# Task statement
Copy the listing below word for word, leaving out the pictures.

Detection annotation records
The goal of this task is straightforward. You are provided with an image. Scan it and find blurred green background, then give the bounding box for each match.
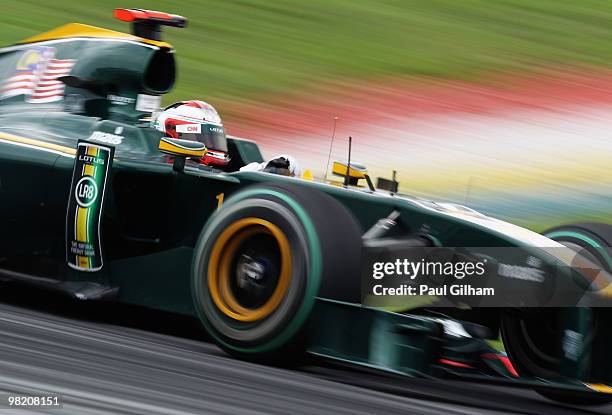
[0,0,612,105]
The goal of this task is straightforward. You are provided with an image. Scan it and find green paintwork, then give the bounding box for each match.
[0,22,592,314]
[0,19,604,396]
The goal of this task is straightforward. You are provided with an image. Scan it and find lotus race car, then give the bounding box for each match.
[0,9,612,404]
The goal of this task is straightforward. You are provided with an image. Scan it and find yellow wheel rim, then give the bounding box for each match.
[208,217,291,322]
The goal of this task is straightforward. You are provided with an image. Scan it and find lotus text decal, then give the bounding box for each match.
[66,141,114,271]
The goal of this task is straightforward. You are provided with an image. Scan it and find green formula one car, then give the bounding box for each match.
[0,9,612,403]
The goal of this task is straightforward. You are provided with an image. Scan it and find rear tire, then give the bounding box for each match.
[192,184,362,364]
[501,224,612,405]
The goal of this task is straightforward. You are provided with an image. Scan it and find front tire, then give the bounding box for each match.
[192,184,361,363]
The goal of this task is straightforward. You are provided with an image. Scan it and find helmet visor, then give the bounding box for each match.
[176,123,227,152]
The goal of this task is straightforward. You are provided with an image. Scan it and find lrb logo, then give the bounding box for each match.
[74,177,98,208]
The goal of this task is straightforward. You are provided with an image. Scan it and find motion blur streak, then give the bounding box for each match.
[232,70,612,230]
[0,290,605,415]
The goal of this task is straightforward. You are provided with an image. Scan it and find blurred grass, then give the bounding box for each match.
[0,0,612,105]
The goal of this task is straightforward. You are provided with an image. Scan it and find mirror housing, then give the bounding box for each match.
[159,137,208,172]
[332,161,375,191]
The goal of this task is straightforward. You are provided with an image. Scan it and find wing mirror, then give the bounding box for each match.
[332,161,375,191]
[159,137,208,173]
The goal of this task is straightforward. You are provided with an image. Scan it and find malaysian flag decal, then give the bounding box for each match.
[0,46,75,103]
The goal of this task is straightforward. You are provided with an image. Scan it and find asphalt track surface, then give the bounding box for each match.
[0,284,612,415]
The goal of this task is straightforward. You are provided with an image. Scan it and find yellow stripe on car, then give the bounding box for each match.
[18,23,172,49]
[585,383,612,393]
[0,132,76,156]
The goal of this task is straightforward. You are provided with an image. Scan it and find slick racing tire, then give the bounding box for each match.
[192,184,362,364]
[501,223,612,405]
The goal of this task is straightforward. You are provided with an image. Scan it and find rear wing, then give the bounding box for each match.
[114,9,187,40]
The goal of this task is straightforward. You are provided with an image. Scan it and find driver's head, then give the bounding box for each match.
[153,101,229,166]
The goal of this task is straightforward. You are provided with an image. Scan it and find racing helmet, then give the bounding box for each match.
[153,100,229,166]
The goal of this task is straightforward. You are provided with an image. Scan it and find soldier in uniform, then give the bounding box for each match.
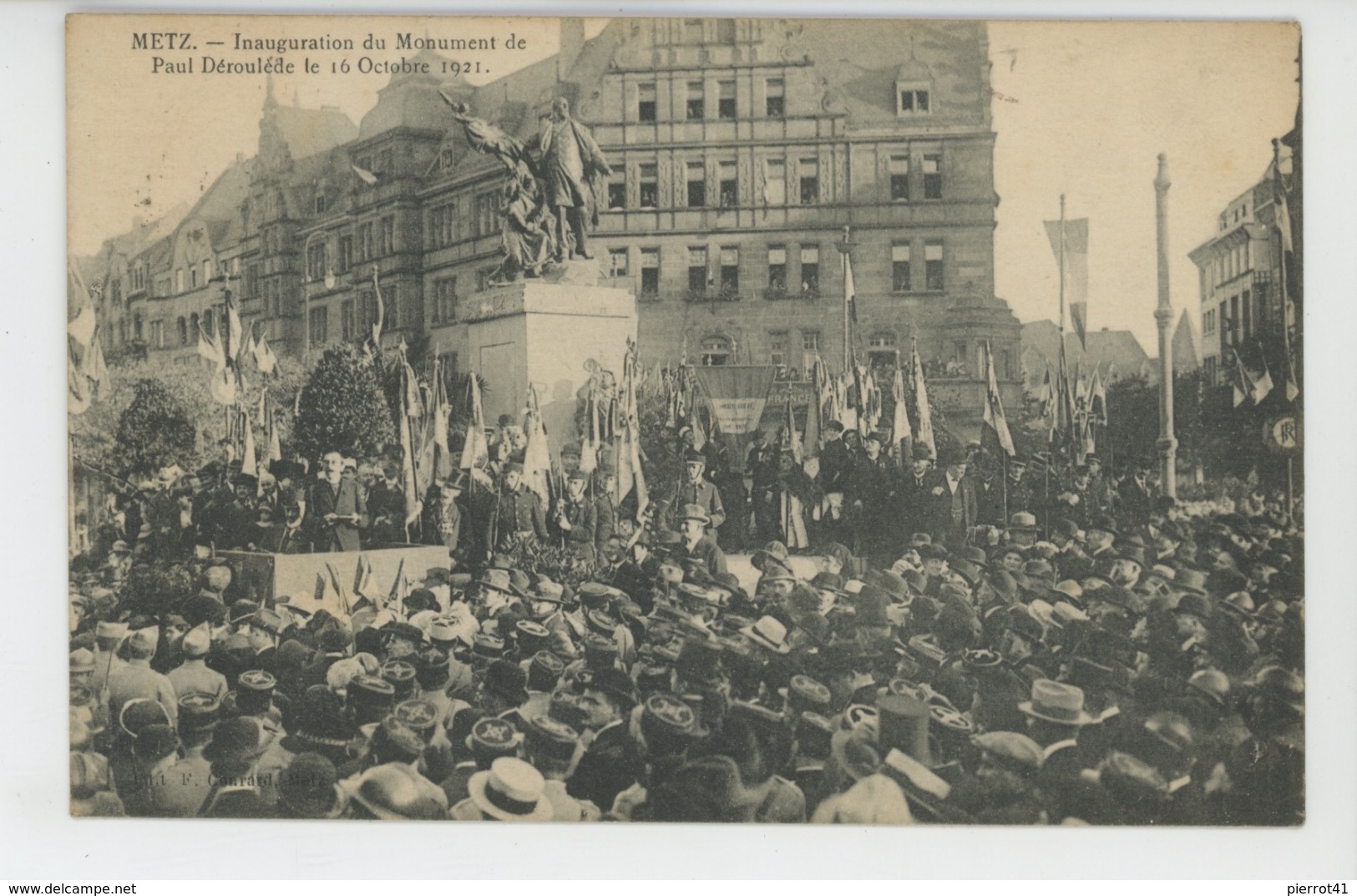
[306,451,367,551]
[671,451,722,532]
[491,460,547,549]
[675,504,726,575]
[896,443,940,539]
[595,463,621,555]
[551,470,599,564]
[845,433,899,568]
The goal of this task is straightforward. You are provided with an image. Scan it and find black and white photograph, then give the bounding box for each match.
[58,13,1308,836]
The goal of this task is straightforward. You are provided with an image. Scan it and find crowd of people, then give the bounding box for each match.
[69,425,1304,825]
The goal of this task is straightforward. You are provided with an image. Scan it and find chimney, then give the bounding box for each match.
[556,17,585,82]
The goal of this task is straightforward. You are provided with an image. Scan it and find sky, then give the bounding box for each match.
[68,17,1299,354]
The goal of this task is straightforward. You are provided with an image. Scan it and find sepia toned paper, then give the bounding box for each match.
[67,15,1305,825]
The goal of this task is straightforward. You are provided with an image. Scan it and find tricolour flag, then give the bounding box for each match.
[523,382,551,506]
[458,373,490,470]
[890,367,914,466]
[984,342,1018,458]
[254,334,278,376]
[844,246,858,333]
[1251,356,1273,404]
[1045,217,1088,350]
[909,338,938,458]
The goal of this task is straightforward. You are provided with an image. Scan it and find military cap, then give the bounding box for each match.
[524,716,580,762]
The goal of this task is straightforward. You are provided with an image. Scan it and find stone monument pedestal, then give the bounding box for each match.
[458,261,636,456]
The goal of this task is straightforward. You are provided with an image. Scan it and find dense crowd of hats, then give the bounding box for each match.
[71,450,1304,825]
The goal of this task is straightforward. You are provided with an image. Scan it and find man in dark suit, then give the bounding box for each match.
[675,504,726,575]
[308,451,367,551]
[896,443,942,542]
[671,451,726,532]
[844,433,899,568]
[566,669,643,809]
[934,445,979,549]
[595,463,620,555]
[494,460,547,549]
[549,470,599,564]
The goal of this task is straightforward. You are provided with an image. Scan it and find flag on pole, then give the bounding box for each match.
[580,393,600,473]
[890,367,914,466]
[983,342,1018,458]
[782,392,803,464]
[326,560,353,616]
[458,373,490,470]
[617,345,650,516]
[1273,161,1296,252]
[1287,352,1300,402]
[221,286,245,367]
[385,557,410,612]
[254,334,278,376]
[241,408,259,477]
[353,554,382,610]
[1088,368,1107,426]
[1229,347,1254,408]
[399,347,423,525]
[1045,217,1088,350]
[523,382,551,506]
[429,360,456,479]
[909,338,938,458]
[802,357,825,458]
[1251,354,1273,404]
[198,321,225,367]
[844,252,858,323]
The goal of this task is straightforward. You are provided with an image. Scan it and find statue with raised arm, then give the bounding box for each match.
[441,94,612,272]
[527,96,612,261]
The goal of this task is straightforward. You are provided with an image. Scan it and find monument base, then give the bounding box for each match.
[433,271,636,455]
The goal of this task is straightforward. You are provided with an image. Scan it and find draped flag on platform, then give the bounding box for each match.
[254,334,278,376]
[67,260,109,414]
[458,373,490,470]
[890,367,914,466]
[981,342,1018,458]
[523,382,551,506]
[617,346,650,516]
[909,338,938,458]
[241,408,259,477]
[691,367,777,436]
[1045,217,1088,350]
[397,342,423,527]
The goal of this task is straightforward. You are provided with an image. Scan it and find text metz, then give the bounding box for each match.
[132,31,195,50]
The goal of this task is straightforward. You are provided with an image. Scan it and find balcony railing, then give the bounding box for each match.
[684,286,740,304]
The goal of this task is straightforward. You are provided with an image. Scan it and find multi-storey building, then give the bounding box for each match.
[93,19,1022,428]
[1189,154,1296,386]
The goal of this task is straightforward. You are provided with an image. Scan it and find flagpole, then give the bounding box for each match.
[840,224,853,371]
[1155,152,1178,499]
[1060,193,1066,337]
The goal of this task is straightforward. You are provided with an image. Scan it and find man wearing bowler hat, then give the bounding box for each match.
[675,499,726,575]
[549,470,599,564]
[491,460,549,549]
[1018,679,1096,822]
[668,451,726,534]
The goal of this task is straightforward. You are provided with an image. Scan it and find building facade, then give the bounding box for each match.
[87,19,1022,419]
[1189,152,1296,386]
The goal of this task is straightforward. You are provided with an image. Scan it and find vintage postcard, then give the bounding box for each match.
[67,15,1305,827]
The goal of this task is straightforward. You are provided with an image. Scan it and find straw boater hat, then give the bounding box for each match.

# Problem solution
The goal of this task is straightforward. You are provided with an image. Scan it and find blurred green background, then give the bounding box for each match.
[0,0,612,105]
The goal of this task is straightforward. You are provided with an image. Scan it and find green paintwork, then give the bounding box for each match.
[0,22,592,314]
[0,19,604,396]
The goal of this task is straightforward. You are provided with an image. Scan it and find lotus race car, then give the bounding box for each match.
[0,9,612,404]
The goal of this task is straightforward. You are provided with an image. Scan it and find yellow wheel rim, then give the bounding box for each match.
[208,217,291,322]
The goal of this task is straightforward. You are provided with an image. Scan it and find lotus text decal, then give the bounding box for each match.
[66,141,114,271]
The goal of this task is straightforward. You are provided with an image. Scan it and find green formula one car, then give the bounding box for each match.
[0,9,612,403]
The goal of this task is straightforward. You are provided with an image. Scan it and find rear tire, then give the bounding box for each match.
[192,184,362,364]
[501,224,612,405]
The goal of this task is straightforward. You are provided with an image. Scan it and find front tire, then give the bounding box for each match.
[192,184,361,363]
The goal of this task is straightforward. You are provided with an image. Scan it and find helmet visor, then give the bounding box for each match.
[176,123,227,152]
The goal of this task is straightforward. You are provided with an image. Scan it and find lrb logo, then give the bounding box for each match.
[74,177,98,208]
The goal of this task is straightforward. You are provided with an image. Scan it and find motion blur streak, then give the bounding box for each match.
[232,70,612,230]
[0,290,605,415]
The goal of this task is straightforward. You are provided with an image. Scan it and find blurred grass, then give the bounding box for each match.
[0,0,612,105]
The goal of this task is straightforward. You are provided with an image. Scan it and find mirror housing, then give the bounding box for each match.
[159,137,208,172]
[332,161,375,191]
The goal of this task is straightforward. You are provided with an image. Scan it and find wing mirror, then give the bounding box for each match.
[332,161,375,191]
[159,137,208,173]
The goal of this task is straightforward. You are provided with an image. Scan it and find malaysian flag decal, then give the bounding box for each match.
[0,46,75,103]
The goal of this task is straightforward. You are provided with an image. Scan it and find asphalt track surface, then give the bounding box for each match.
[0,284,612,415]
The goal of this task is straightforward. You are provided with an image. Scan it and find yellow stripe on car, then give the bounding box for each match.
[18,23,172,49]
[585,383,612,393]
[0,132,76,156]
The goal of this task is straightforward. You are provided with an image. Scan it and find slick racing tire, then give the bounding box for each match.
[192,184,362,364]
[501,223,612,405]
The goal of this task is straightforward. You are provided with an image. Scan it and find rear wing, then give the bounding box for each match.
[114,9,187,40]
The goal of this task is straightforward. You are provided with an image. Scan it and find driver's head, then give the bounding box for each match.
[153,101,229,166]
The goal of this task is straightforward. You are provided with an image. Scan it and find racing helmet, then give the bounding box for each match.
[153,100,229,166]
The goal of this task is straightforward. You are provided with an image. Scan it and find soldier in uniform, then give the bounding box for each match.
[306,451,367,551]
[671,451,722,532]
[491,460,547,549]
[675,504,726,575]
[896,443,940,539]
[595,463,621,555]
[551,470,599,564]
[845,433,899,568]
The goal of this task is straightforward. You are provided with an image. Scan it and find black and white photograph, then give the bounding box for each match.
[58,13,1308,836]
The goal of this task is straightforward. You are provided with an image. Scan it and find crowd of people, then give the bounding box for each match.
[69,425,1304,825]
The goal of this task is straightforward. You are provided with an image. Scan it and find chimney, then give the bounding box for each match.
[556,17,585,82]
The goal of this task is straightforward. You are provided with an image. Scan it and find sky, then give the bounding box for each match.
[68,17,1299,354]
The goal of this task is straightforward. You are provided with an image. Scan it and find sepia toned paper, then give the bounding box for each match.
[67,15,1305,825]
The goal of this task is straightforward. You are provided with an image. Scan it and find tricolour flag, then give the bounding box for each match.
[523,382,551,506]
[458,373,490,470]
[890,367,914,466]
[984,342,1018,458]
[254,334,278,376]
[844,246,858,333]
[1251,356,1273,404]
[1045,217,1088,350]
[909,338,938,458]
The goal of this task is straightforward. You are provided with an image. Scan it and find military cap, then give the bounding box for each match.
[524,716,580,762]
The goal of this task is straightforward. You are provided with an image. Scan it and find stone monument pedestal, then give the bounding box for each match.
[458,261,636,456]
The goal of this task is straightforward. You are provided with an image. Scan it and find dense crowd of hats, then give the bounding box for each match.
[71,450,1304,825]
The goal of this task is straightforward. You are provided with an image. Scan it and find man in dark suit, then give the bounding box for each match.
[675,504,726,575]
[308,451,367,551]
[896,443,942,542]
[671,451,726,532]
[844,433,899,568]
[566,669,643,809]
[934,445,979,549]
[595,463,620,555]
[494,460,547,549]
[549,470,599,564]
The goal of this task is straightforward. You are provided with an image. Scan it and find flag on pole, then give the bounding box for each match.
[580,393,600,473]
[890,367,914,466]
[983,342,1018,458]
[782,392,803,464]
[326,560,353,616]
[458,373,490,470]
[617,345,650,516]
[1273,161,1296,252]
[1287,352,1300,402]
[221,286,245,367]
[385,557,410,612]
[254,334,278,376]
[241,408,259,477]
[353,554,382,610]
[1088,368,1107,426]
[1229,347,1254,408]
[399,347,423,525]
[1045,217,1088,350]
[523,382,551,506]
[429,360,456,479]
[909,338,938,458]
[802,357,825,458]
[1251,354,1273,404]
[198,321,225,367]
[844,252,858,323]
The goal of this task is straightforward. You are provided with an image. Scan it and find statue with raised arm, then give the bounding box for each match.
[441,94,612,272]
[527,96,612,261]
The goal of this task is straightforward. You are provided with an image. Scan it and find monument base, then give the bounding box for each match.
[433,271,636,455]
The goal of this task is straightforward. You are provided with an image. Scan it and find draped flag on platform, then give the bounding box for each match.
[254,334,278,376]
[67,260,109,414]
[458,373,490,470]
[890,367,914,466]
[981,342,1018,458]
[523,382,551,506]
[617,346,650,516]
[909,338,938,458]
[241,408,259,477]
[691,367,777,436]
[1045,217,1088,350]
[397,342,423,527]
The goal of this task is straightforward. You are provided with an image. Scan it and find text metz, then give the bounding box for each match.
[132,31,195,50]
The goal of this task is straightforward. You are provided with an image. Scan it and find balcony railing, then give the bounding box for each match.
[684,286,740,304]
The goal of this task is straightforward. You are provided with an image. Scan it and find multi-storey building, then give the bounding box for each match.
[93,19,1022,428]
[1189,154,1296,386]
The goal of this task is straightforward. You are provided with an image. Scan it and find flagpole, then give the bounding box for each match.
[840,224,853,371]
[1155,152,1178,499]
[1060,193,1066,337]
The goal of this task is straightforward. You are provided with an image. Scan it and find man wearing bowler hat, then give the bounding box for each match.
[675,499,726,575]
[549,470,599,564]
[491,460,549,549]
[1018,679,1096,822]
[668,451,726,534]
The goal of this task is straightforward. You are provided with an image. Scan it and find building facade, then give the bounding box for each match.
[87,19,1022,419]
[1189,152,1296,386]
The goal of this task is straightforward. You are provided with an image. Scan it and find vintage postcard, then give the bounding box for each match.
[67,15,1305,827]
The goal of this task is straightforward. You are provided with an image. Scan it and find straw boater hat, then give the bounding box for each match.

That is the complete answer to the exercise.